**Instructions for the task:**
Please quote exactly the lines below from the line containing "Expected: one point per instance of the black" to the line containing "Expected: one point per instance of the powwow", both lines included, and nothing else.

**Data to use:**
= = = =

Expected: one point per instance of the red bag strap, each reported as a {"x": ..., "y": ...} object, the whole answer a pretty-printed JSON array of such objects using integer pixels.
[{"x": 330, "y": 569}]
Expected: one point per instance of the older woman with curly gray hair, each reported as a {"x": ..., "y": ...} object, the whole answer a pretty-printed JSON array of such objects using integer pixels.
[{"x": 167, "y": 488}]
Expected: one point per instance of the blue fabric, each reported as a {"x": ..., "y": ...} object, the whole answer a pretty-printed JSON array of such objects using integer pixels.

= = = =

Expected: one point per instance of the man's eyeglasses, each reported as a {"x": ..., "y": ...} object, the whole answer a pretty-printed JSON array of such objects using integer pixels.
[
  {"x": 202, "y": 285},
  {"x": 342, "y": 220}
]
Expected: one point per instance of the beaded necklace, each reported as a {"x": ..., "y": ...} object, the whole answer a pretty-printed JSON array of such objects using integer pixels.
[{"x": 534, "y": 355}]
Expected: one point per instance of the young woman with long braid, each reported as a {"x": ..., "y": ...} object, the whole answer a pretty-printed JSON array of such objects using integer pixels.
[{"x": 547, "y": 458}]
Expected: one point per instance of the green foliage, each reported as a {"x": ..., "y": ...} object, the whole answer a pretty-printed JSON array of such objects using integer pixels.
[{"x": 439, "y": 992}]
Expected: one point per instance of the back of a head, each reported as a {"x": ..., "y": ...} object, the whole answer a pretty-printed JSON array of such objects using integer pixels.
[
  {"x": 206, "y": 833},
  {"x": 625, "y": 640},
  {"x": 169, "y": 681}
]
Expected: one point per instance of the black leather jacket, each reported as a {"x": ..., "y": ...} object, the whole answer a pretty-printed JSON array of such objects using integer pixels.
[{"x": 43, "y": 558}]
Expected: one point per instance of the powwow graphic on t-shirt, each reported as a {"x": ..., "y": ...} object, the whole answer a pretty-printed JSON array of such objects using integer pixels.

= = = =

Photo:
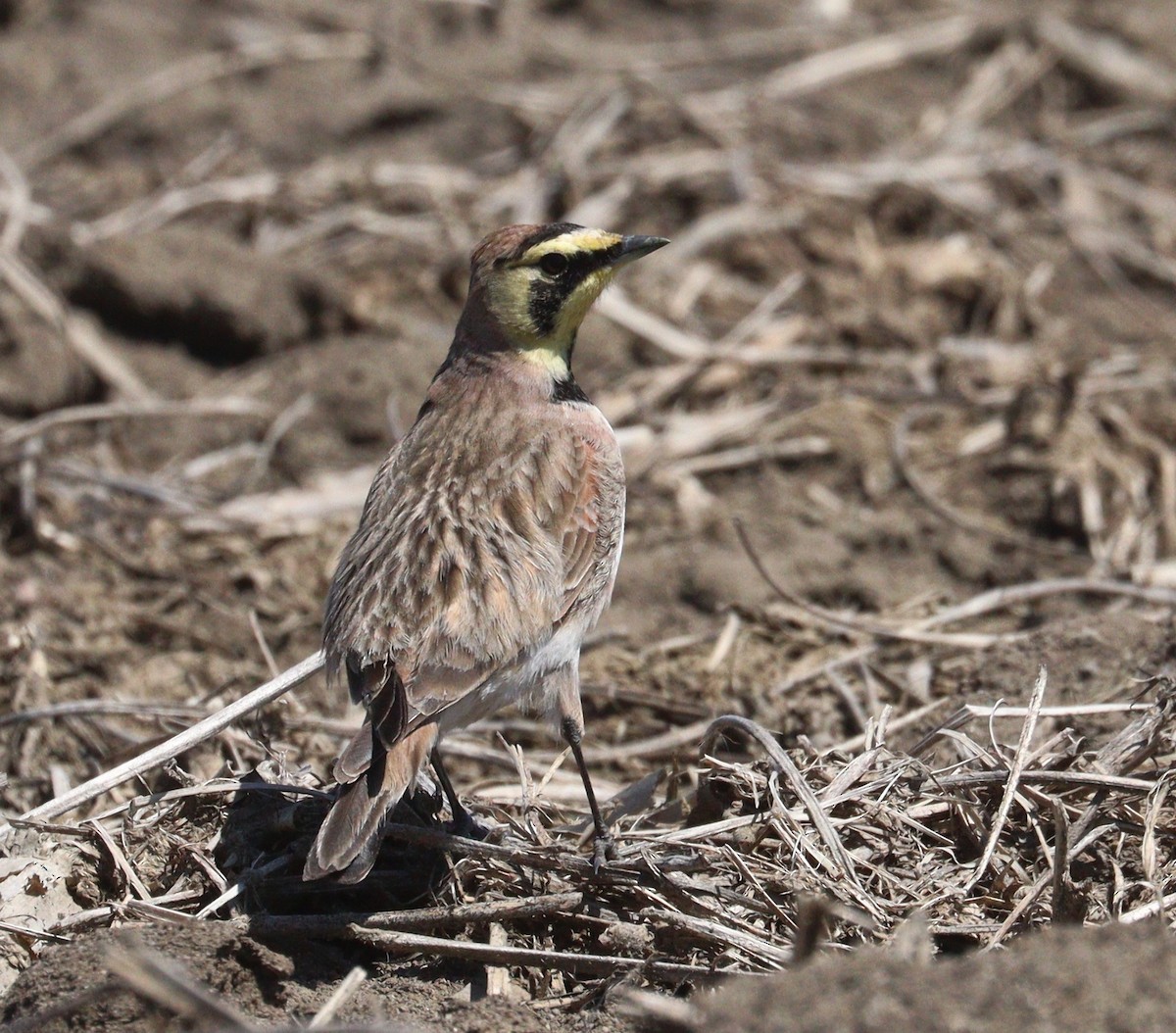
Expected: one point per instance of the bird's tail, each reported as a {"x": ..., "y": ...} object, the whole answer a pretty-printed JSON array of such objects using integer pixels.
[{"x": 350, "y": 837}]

= = = =

**Result of the task:**
Expected: one point per instance of the black leather jacket, each reported as a {"x": ..., "y": ...} object, the whole answer a pretty-printed JSON array of such objects using integer pixels.
[{"x": 43, "y": 558}]
Expected: one point per instance of the powwow graphic on t-shirt, each reported as a {"x": ..., "y": ...} object, the whole answer a pretty-printed JSON array of such objects using integer pixels.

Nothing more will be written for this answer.